Exercise description. Convert the rows below into a Markdown table with two columns, Number and Line, giving each nonblank line its running number and its text.

Listing.
===

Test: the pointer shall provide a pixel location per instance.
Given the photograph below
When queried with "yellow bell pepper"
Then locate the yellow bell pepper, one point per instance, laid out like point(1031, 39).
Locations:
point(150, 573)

===

Task response.
| Number | Line |
|---|---|
| 1 | Test: the pointer shall provide a pixel location per instance. |
| 2 | Given the photograph below |
| 3 | When queried with "yellow bell pepper" |
| 4 | Then locate the yellow bell pepper, one point per instance, laid out like point(1031, 39). |
| 5 | Locations: |
| 6 | point(150, 573) |